TASK DETAILS: Your answer should consist of every line from the records that holds the string "truck".

(Natural language region descriptions)
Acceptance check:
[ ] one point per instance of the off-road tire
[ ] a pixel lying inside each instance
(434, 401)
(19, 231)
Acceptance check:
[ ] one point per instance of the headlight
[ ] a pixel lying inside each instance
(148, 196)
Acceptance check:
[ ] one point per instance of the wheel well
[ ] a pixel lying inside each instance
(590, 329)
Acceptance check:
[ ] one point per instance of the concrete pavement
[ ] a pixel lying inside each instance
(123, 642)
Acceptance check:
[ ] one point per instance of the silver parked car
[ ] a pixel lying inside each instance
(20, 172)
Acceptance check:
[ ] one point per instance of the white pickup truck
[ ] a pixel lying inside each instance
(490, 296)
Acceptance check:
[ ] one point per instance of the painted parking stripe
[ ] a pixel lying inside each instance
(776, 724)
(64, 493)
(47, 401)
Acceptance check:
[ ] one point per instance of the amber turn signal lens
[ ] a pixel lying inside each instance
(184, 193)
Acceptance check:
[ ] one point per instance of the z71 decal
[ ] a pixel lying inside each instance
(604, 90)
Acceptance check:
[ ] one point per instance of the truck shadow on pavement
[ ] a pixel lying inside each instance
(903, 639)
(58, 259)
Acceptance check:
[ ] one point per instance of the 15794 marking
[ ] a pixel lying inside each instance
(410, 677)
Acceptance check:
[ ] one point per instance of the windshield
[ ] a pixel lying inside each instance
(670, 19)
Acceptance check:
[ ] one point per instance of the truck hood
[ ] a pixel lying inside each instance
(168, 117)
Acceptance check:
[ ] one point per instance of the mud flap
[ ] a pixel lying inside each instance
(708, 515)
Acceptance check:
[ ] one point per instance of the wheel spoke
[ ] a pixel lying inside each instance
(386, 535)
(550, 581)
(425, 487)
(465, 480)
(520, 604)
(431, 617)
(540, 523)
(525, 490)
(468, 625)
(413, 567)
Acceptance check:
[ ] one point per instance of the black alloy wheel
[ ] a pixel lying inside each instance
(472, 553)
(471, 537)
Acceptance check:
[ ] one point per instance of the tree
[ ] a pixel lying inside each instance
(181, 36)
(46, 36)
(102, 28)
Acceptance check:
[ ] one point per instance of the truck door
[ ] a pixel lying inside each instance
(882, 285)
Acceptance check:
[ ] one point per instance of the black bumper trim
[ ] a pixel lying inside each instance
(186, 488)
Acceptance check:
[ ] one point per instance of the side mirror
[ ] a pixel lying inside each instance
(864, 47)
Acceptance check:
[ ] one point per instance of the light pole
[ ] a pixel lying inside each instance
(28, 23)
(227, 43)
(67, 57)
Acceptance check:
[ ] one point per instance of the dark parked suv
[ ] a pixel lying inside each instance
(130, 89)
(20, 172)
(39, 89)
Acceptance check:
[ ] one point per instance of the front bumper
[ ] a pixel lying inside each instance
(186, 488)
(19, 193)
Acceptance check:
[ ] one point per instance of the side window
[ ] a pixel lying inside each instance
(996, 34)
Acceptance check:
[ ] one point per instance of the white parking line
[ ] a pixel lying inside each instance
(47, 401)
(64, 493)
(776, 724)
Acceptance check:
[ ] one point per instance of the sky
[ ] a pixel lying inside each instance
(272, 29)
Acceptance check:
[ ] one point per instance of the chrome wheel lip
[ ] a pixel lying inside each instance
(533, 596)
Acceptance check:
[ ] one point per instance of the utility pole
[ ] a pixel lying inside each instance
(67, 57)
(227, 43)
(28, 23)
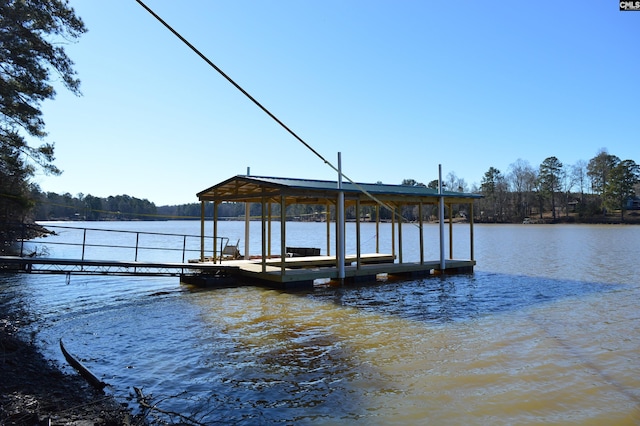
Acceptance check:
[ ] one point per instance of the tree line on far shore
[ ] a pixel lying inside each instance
(586, 191)
(33, 58)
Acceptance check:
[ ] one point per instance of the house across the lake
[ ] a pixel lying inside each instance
(278, 265)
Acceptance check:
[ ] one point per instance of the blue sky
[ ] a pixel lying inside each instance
(397, 86)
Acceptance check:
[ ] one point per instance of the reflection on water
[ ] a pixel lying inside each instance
(541, 333)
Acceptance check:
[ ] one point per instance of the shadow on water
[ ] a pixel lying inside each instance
(454, 298)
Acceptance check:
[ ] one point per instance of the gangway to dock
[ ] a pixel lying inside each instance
(272, 271)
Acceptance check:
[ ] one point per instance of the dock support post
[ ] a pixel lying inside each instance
(471, 230)
(215, 234)
(283, 234)
(420, 227)
(327, 217)
(441, 217)
(358, 249)
(264, 234)
(377, 212)
(400, 220)
(247, 224)
(450, 207)
(340, 255)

YOUR SOLUTION:
[ ] one point per instance of the white pickup truck
[ ] one point per instance of the truck shadow on pavement
[ ] one point per instance of the truck hood
[ ] one point per instance of the truck door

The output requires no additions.